SUPPLIED PASSAGE —
=== Begin Enclosure ===
A return to my good journalism series, which I’ll open with a quote from a Wallace Stegner short story, “Beyond the Glass Mountain,” in which the narrator returns to his college campus years later:

The light over the whole hill was pure, pale, of an exaggerated clarity, as if all the good days of his youth had been distilled down into this one day, and the whole coltish ascendant time when he was eighteen, nineteen, twenty, had been handed back to him briefly, intact and precious. That was the time when there had been more hours in the day, and every hour precious enough so that it could be fooled away. By the time a man got into the high thirties the hours became more frantic and less precious, more carefully hoarded and more fully used, but less loved and less enjoyed.

I’m reading Stegner’s complete short stories now, so this blog may suffer something of a Wally barrage in the coming weeks. As for the journalism, I’ll start with the Literary Review, where Helen Pearson reviews a book called Where Does It All Go? It discusses contemporary time usage, and the trend over time toward this sense Stegner identifies. Humans are now busier, more stressed, and more prone to multitask, right?
=== End Enclosure ===
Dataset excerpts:
=== Begin Enclosure ===
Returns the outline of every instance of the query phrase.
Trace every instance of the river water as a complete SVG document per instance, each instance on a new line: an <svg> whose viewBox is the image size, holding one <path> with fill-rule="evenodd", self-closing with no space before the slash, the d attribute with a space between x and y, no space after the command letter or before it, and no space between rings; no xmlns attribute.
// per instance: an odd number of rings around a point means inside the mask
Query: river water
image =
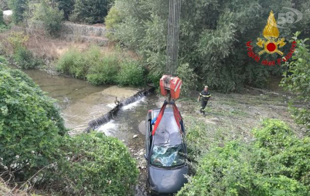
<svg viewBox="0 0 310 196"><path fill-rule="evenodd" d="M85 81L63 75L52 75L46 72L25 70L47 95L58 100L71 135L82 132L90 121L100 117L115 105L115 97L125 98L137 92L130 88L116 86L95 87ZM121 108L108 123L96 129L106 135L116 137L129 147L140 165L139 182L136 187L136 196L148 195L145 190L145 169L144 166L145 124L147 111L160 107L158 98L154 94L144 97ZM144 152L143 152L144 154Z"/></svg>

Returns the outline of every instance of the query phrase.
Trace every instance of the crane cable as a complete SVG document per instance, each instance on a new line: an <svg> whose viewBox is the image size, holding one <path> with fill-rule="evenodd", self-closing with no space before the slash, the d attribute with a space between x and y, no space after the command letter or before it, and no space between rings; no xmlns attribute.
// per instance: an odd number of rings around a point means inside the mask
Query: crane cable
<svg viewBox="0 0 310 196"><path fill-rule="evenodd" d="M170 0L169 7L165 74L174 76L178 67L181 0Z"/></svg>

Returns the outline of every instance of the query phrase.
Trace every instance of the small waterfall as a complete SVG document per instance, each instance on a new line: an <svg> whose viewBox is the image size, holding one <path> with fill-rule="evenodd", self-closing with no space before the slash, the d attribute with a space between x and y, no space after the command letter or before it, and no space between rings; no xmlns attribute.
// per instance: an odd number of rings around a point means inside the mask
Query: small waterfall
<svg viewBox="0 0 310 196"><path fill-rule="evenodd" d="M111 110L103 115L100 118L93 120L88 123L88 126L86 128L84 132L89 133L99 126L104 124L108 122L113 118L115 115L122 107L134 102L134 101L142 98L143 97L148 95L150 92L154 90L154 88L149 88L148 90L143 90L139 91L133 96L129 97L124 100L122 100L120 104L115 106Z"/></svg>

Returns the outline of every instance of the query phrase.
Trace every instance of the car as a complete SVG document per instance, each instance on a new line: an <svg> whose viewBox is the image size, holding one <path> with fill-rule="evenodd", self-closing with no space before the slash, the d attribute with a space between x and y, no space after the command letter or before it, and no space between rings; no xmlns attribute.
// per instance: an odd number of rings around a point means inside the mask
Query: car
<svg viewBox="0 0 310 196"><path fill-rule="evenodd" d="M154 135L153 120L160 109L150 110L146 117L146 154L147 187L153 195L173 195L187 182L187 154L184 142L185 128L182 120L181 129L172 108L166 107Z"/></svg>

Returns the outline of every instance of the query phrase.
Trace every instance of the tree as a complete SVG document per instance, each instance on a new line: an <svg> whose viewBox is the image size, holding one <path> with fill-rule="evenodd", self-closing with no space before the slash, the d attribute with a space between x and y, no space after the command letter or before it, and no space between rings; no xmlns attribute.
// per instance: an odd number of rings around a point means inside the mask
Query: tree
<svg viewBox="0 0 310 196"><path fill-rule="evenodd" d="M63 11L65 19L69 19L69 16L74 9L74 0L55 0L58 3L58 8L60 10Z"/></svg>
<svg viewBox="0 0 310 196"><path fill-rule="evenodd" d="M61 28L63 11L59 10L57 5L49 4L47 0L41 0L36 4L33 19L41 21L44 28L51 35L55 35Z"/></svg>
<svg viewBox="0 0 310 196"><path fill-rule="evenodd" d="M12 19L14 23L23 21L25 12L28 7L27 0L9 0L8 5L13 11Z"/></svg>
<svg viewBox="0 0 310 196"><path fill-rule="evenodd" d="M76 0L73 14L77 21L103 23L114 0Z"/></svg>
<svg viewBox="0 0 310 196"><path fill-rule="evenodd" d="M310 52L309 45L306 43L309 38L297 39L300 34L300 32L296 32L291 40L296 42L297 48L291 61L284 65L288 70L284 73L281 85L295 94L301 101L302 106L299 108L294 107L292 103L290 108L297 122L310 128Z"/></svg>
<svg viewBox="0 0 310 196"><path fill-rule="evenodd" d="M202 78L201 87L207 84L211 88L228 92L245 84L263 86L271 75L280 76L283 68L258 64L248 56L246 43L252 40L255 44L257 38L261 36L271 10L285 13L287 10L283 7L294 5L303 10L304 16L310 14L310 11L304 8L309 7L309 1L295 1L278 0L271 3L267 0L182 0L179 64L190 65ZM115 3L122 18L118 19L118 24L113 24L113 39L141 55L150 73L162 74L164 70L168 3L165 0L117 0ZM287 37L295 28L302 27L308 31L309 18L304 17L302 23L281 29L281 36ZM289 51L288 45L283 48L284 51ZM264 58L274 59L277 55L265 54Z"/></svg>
=== End Enclosure ===
PROBLEM TO SOLVE —
Transcribe the blog post verbatim from "The light over" to "and less enjoyed.". The data has no connection to the blog post.

WRITTEN RESPONSE —
The light over the whole hill was pure, pale, of an exaggerated clarity, as if all the good days of his youth had been distilled down into this one day, and the whole coltish ascendant time when he was eighteen, nineteen, twenty, had been handed back to him briefly, intact and precious. That was the time when there had been more hours in the day, and every hour precious enough so that it could be fooled away. By the time a man got into the high thirties the hours became more frantic and less precious, more carefully hoarded and more fully used, but less loved and less enjoyed.